Reading passage
######

Pennsylvania, which had been a no-contest state in presidential primaries because of its late balloting, is a now a swing state with less than a week until the election. Just about every voter by now has received dozens of robocalls, e-mails, letters, postcards, and exposure to almost-uncountable radio, TV, digital, satellite, and social media ads. Most are attack ads, with similar messages.

The ads focus upon homeland security, taxes, immigration, pro-life/pro-choice, and bringing jobs back to America. The conservatives have thrown in the phrase "liberal extremists" in many of their ads in an effort to shock all America to believe that liberals are somehow tied to Muslim extremists. The liberals are pushing an agenda that defines the conservatives as greedy plutocrats who have little thought for the middle class. This election, from local offices to the presidency may be the dirtiest since 1800 when Thomas Jefferson challenged John Adams.

Donald Trump, who has outsourced much of his clothing line and construction materials, now says if president he will bring jobs back to America, stop illegal immigration, defeat Isis, repeal Obamacare, lower taxes for families while miraculously raising the budget for defense, and perform myriad miracle acts that are not part of a president's constitutional responsibility.

######

Extracted entries
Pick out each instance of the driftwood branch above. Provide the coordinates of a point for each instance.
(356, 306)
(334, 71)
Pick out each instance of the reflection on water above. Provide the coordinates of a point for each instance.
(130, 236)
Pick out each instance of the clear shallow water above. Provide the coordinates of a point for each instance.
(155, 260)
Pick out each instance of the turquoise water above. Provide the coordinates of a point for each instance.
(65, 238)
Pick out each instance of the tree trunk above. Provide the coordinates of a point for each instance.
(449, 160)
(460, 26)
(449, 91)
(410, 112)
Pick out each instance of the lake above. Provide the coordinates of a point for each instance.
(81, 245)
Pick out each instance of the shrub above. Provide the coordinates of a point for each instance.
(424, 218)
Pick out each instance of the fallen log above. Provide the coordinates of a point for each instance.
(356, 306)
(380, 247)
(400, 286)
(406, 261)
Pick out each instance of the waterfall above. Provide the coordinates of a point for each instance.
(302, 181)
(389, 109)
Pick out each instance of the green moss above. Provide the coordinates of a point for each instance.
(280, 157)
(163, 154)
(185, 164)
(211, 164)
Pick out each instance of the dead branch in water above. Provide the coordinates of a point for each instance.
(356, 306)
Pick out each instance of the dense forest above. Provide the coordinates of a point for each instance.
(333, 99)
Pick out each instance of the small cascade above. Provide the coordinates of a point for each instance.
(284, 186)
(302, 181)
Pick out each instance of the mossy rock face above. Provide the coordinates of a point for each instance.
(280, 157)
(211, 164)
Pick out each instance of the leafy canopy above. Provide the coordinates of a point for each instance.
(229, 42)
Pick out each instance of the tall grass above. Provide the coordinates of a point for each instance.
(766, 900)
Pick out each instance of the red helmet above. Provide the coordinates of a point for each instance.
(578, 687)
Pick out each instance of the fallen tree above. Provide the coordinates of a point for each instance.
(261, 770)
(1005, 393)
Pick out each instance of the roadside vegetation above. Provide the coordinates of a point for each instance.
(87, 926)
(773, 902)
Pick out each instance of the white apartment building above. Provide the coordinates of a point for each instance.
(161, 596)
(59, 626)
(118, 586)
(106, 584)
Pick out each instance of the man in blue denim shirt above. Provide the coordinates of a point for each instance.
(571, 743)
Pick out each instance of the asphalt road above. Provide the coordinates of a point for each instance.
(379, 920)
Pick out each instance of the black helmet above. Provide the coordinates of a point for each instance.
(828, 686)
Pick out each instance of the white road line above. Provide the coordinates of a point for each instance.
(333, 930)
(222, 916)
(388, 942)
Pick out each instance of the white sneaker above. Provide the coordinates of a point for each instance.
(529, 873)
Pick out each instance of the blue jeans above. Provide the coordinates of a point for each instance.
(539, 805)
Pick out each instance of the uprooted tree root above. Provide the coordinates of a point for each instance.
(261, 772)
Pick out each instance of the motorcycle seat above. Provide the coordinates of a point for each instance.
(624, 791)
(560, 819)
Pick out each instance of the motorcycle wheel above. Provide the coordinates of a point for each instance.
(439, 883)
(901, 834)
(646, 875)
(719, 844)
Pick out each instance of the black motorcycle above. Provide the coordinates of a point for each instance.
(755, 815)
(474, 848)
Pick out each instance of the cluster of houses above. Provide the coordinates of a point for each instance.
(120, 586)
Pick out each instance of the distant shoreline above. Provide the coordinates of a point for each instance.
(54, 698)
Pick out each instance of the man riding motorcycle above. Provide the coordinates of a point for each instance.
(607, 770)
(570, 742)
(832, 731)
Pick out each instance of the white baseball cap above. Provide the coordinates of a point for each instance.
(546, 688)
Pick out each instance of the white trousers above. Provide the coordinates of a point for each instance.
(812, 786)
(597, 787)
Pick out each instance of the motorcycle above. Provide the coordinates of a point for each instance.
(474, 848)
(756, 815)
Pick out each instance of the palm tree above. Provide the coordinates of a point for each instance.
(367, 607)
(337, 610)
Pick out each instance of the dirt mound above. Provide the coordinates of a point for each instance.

######

List of tasks
**A)** Say whether each statement agrees with the Pennsylvania election passage, answering yes or no and quoting the words that decide it. (i) Pennsylvania's late balloting had made it a no-contest state in presidential primaries. (ii) Most of the ads described carry positive messages. (iii) This election may be the dirtiest since 1800.
**B)** Write the next part of the Pennsylvania election passage, picking up after its final sentence.
The data is separate material from the Pennsylvania election passage.

Written answers
**A)**
(i) Yes: "which had been a no-contest state in presidential primaries because of its late balloting"
(ii) No: "Most are attack ads, with similar messages."
(iii) Yes: "may be the dirtiest since 1800 when Thomas Jefferson challenged John Adams"

**B)**
On his march to the presidency, Trump has focused upon Hillary Clinton's e-mails, a scandal that isn't one. Congressional hearings and the FBI have cleared her; innumerable times, Trump has continued to attack her. Clinton has already apologized for using a personal e-mail server during her four years as secretary of state. What turned up among more than 30,000 e-mails is about 55 e-mails that received a "confidential" tag, the lowest of three classifications, with another 55 receiving "secret" or "top secret" classification. As a cabinet officer, and fourth in line of succession, she had the right to classify any message. A few of the messages came from other agencies. About 2,100 messages were classified retroactively.

Clinton, still ahead in numerous polls, has attacked Trump for his crude behavior. One of her TV ads, which penetrates

almost every TV show, is a fast-paced collage of his many comments; among them, Trump mocks a disabled reporter, uses obscene language, and treats women as chattel.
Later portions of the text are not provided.